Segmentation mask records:
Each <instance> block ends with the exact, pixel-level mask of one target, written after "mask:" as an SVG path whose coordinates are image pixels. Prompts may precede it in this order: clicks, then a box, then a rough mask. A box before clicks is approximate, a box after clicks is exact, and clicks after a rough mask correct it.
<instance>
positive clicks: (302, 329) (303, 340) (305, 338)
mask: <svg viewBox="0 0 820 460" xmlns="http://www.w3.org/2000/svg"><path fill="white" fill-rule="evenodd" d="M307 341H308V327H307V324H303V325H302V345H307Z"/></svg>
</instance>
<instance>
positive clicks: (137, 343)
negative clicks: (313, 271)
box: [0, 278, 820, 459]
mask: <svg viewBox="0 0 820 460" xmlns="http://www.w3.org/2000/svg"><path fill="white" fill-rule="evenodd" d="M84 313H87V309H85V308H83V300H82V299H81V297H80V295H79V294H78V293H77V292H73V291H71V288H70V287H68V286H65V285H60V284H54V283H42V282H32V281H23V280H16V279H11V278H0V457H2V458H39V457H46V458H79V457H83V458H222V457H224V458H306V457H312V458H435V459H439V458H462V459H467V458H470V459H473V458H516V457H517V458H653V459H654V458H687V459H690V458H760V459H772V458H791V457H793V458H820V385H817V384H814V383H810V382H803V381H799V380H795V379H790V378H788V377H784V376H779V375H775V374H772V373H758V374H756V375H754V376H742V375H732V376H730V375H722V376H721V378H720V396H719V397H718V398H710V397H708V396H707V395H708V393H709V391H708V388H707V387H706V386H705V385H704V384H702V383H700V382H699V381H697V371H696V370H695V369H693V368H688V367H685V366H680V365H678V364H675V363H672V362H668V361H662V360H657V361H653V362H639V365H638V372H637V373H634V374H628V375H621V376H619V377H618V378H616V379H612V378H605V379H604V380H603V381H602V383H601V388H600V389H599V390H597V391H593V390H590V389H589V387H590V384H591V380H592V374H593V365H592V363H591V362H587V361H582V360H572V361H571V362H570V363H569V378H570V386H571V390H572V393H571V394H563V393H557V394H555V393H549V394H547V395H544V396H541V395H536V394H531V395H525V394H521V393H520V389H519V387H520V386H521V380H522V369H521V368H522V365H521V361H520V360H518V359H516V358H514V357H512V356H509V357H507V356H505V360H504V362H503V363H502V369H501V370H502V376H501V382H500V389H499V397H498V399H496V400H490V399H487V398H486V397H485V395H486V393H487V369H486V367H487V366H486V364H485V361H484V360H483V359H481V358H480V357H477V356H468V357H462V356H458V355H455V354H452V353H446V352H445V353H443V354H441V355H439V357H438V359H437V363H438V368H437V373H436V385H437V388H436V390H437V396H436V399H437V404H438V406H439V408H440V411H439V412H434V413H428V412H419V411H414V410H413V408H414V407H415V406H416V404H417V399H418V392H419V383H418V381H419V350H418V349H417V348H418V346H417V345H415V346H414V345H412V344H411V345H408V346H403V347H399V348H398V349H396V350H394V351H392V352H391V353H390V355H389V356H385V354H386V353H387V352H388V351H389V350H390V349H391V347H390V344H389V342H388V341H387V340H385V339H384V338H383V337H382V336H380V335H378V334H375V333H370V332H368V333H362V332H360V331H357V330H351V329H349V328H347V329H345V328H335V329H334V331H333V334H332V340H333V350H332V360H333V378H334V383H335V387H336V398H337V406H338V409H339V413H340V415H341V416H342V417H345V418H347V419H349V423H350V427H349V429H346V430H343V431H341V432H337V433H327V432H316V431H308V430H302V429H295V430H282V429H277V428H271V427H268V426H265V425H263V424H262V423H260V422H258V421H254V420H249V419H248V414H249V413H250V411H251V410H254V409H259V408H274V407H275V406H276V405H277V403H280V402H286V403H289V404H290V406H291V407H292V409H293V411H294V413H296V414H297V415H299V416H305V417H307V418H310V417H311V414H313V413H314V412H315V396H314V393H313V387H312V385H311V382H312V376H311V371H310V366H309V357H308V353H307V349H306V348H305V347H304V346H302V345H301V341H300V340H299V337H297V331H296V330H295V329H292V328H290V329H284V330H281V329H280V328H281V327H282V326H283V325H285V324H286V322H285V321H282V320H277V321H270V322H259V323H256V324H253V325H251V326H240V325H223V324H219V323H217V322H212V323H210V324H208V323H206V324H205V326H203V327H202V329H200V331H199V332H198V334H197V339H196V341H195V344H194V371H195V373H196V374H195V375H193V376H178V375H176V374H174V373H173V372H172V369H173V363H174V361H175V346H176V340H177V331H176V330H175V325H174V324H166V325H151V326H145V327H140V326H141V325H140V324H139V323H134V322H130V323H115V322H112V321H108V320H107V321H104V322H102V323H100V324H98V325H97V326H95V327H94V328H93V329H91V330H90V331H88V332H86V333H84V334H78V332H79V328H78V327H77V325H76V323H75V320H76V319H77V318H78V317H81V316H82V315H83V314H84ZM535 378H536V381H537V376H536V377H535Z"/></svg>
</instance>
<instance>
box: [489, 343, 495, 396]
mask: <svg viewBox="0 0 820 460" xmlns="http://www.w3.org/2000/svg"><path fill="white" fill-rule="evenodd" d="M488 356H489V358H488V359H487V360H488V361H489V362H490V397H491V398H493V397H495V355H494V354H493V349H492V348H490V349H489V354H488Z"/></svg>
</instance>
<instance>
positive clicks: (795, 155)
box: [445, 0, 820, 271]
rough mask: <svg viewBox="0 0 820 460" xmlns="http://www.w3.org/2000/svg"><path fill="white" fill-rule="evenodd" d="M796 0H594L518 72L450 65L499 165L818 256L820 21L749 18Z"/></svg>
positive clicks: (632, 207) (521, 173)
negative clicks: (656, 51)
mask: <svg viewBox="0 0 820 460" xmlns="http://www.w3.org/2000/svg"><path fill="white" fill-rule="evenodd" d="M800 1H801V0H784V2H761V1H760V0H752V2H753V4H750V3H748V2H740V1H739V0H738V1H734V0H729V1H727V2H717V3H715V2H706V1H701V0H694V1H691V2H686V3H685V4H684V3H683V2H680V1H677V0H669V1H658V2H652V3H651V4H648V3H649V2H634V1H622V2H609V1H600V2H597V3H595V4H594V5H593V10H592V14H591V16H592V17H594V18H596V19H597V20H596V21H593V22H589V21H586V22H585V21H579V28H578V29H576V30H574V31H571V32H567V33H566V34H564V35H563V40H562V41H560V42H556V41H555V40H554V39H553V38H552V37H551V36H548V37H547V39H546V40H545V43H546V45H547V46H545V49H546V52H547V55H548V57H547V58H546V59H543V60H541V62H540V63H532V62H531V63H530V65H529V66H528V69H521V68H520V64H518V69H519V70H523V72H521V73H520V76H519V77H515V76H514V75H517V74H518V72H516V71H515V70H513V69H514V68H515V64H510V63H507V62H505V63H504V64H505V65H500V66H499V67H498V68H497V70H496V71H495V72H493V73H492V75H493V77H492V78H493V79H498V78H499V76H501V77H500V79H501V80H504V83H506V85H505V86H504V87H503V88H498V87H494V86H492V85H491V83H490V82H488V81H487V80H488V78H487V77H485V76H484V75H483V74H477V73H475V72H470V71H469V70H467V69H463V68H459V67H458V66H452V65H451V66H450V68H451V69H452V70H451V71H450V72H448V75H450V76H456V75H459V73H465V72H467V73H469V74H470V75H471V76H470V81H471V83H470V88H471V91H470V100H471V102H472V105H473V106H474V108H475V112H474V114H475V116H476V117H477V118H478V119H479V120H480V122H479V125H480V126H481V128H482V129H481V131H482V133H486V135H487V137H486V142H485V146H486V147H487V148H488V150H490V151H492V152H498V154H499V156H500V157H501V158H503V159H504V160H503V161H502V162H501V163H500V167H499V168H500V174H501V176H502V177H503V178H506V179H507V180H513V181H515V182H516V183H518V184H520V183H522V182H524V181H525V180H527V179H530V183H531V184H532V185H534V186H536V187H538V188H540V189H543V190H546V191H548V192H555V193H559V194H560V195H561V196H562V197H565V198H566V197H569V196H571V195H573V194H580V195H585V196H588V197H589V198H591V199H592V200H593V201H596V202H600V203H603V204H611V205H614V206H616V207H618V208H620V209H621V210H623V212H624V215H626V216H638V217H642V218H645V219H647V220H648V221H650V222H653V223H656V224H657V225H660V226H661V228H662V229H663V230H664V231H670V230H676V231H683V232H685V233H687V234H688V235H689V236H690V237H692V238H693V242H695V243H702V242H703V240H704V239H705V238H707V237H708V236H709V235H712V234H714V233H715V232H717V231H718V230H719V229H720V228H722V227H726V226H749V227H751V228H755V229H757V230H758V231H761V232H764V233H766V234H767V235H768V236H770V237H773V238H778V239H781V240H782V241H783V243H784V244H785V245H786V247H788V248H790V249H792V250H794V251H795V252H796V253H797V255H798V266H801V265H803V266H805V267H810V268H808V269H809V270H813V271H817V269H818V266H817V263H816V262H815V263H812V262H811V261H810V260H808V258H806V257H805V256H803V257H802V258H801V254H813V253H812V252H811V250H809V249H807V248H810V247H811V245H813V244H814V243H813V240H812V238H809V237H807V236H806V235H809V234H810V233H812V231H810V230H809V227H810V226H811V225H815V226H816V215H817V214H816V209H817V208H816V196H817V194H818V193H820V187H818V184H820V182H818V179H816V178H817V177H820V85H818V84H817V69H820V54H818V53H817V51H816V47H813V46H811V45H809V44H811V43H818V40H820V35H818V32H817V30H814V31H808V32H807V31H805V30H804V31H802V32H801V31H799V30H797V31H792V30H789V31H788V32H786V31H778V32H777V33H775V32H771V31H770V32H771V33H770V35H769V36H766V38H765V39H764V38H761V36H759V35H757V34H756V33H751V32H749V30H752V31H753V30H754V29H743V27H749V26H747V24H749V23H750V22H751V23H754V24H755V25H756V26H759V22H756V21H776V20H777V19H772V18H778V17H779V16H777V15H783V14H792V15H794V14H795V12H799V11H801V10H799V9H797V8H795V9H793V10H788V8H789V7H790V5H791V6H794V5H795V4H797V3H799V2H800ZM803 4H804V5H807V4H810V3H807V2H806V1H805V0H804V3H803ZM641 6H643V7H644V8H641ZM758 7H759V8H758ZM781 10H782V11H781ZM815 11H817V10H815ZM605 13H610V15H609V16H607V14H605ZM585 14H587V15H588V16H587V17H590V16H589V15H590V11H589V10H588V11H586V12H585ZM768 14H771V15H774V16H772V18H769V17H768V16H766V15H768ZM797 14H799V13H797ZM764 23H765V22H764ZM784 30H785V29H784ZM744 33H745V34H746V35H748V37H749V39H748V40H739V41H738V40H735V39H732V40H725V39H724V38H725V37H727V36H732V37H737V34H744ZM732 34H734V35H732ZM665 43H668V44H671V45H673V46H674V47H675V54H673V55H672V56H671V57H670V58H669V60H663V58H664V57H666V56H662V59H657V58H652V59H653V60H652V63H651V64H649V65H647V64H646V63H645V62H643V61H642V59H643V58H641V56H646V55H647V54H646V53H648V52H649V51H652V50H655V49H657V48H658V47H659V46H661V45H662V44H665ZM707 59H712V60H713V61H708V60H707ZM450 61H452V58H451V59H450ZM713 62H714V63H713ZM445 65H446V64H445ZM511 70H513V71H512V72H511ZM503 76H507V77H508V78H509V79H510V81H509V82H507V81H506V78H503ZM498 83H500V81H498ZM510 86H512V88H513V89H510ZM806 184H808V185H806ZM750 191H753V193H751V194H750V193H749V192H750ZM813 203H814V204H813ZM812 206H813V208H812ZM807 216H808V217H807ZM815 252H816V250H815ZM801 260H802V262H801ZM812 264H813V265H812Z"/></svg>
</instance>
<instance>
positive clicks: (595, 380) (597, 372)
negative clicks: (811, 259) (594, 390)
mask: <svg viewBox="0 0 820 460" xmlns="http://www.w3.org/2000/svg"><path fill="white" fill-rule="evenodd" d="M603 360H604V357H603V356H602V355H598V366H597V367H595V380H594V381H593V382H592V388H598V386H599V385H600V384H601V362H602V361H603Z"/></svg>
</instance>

**YOUR OBJECTIVE**
Please copy the records from their first line through the line containing "box: [0, 278, 820, 459]", substituting "background clicks" for every "negative clicks" and leaving everything else as it is. Return only those lines.

**EXPECTED ANSWER**
Each <instance> block ends with the exact, pixel-level mask of one target, written after "mask:" as an SVG path whose coordinates are image pixels. Prompts may precede it in this order: clicks, then a box, then a rough mask. A box before clicks is approximate, a box after clicks is exact, and clicks after a rough mask correct it.
<instance>
positive clicks: (302, 329) (303, 340) (305, 338)
mask: <svg viewBox="0 0 820 460" xmlns="http://www.w3.org/2000/svg"><path fill="white" fill-rule="evenodd" d="M307 341H308V327H307V324H303V325H302V345H307Z"/></svg>
</instance>
<instance>
positive clicks: (137, 343)
background clicks: (313, 271)
box: [0, 278, 820, 459]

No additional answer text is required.